■ **TASK**: Convert every line of the listing below into a Markdown table with two columns, Row and Line. Put a running number in Row and the line itself in Line, and leave out blank lines.

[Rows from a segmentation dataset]
----

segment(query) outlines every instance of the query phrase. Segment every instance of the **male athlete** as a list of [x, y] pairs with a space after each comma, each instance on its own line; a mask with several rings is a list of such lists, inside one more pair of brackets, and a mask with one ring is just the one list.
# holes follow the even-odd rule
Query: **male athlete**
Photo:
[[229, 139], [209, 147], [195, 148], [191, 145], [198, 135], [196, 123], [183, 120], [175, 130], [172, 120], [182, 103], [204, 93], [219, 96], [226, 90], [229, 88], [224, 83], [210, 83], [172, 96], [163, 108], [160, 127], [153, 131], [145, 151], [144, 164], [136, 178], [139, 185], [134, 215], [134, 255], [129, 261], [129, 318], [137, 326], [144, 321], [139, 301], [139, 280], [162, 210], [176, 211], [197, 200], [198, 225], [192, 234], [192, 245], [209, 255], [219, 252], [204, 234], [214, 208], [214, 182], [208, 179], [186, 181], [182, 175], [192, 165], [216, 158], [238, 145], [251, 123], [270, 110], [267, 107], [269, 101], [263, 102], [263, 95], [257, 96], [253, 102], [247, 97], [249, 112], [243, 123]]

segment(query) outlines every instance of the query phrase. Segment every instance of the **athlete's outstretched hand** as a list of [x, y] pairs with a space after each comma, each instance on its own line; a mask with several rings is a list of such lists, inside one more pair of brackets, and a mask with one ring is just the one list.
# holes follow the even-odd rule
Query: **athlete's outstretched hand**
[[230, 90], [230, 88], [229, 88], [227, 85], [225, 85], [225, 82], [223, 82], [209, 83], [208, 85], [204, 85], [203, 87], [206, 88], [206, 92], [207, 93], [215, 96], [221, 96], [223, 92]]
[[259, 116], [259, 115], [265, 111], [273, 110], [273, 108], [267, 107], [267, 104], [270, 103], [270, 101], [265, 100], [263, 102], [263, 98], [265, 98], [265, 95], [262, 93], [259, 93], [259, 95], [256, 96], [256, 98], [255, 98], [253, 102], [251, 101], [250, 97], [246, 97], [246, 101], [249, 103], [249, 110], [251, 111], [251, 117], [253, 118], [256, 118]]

----

■ **RESULT BELOW**:
| Row | Line |
|---|---|
| 1 | segment(query) outlines every instance of the query phrase. Segment every instance of the **male athlete** as a list of [x, y] pairs with a space after each comma, each instance on its own line; a mask with several rings is a list of such lists, inside one more pair of brackets, and a mask with one ring is just the one list. |
| 2 | # holes follow the even-odd rule |
| 3 | Query: **male athlete** |
| 4 | Photo: |
| 5 | [[229, 139], [209, 147], [195, 148], [191, 145], [198, 135], [196, 123], [183, 120], [175, 130], [172, 120], [182, 103], [204, 93], [219, 96], [226, 90], [229, 88], [224, 83], [210, 83], [172, 96], [163, 108], [160, 127], [153, 131], [145, 151], [144, 164], [136, 178], [139, 185], [134, 215], [134, 255], [129, 261], [129, 318], [137, 326], [144, 321], [139, 301], [139, 280], [162, 210], [176, 211], [197, 200], [198, 225], [192, 234], [192, 245], [209, 255], [219, 252], [204, 234], [214, 208], [214, 182], [208, 179], [186, 181], [182, 175], [192, 165], [216, 158], [238, 145], [251, 123], [270, 110], [267, 107], [269, 101], [263, 102], [263, 95], [257, 96], [253, 102], [247, 97], [249, 112], [243, 123]] |
| 6 | segment(query) outlines every instance of the query phrase. Segment every instance of the **athlete's outstretched hand** as a list of [x, y] pairs with a space after each comma, each instance on its own line; a mask with several rings is a list of such lists, inside one more pair of brackets, and a mask with one ring is just the one list. |
| 7 | # holes follow the even-odd rule |
| 8 | Query: **athlete's outstretched hand** |
| 9 | [[230, 90], [230, 88], [229, 88], [227, 85], [225, 85], [225, 82], [223, 82], [209, 83], [208, 85], [204, 85], [203, 87], [206, 88], [206, 92], [207, 93], [215, 96], [221, 96], [223, 92]] |
| 10 | [[259, 116], [259, 115], [265, 111], [273, 110], [273, 108], [267, 107], [267, 104], [270, 103], [270, 101], [265, 100], [263, 102], [263, 98], [265, 98], [265, 95], [262, 93], [259, 93], [259, 95], [256, 96], [256, 98], [255, 98], [253, 102], [251, 101], [250, 97], [246, 97], [246, 101], [249, 103], [249, 110], [251, 111], [251, 117], [253, 118], [256, 118]] |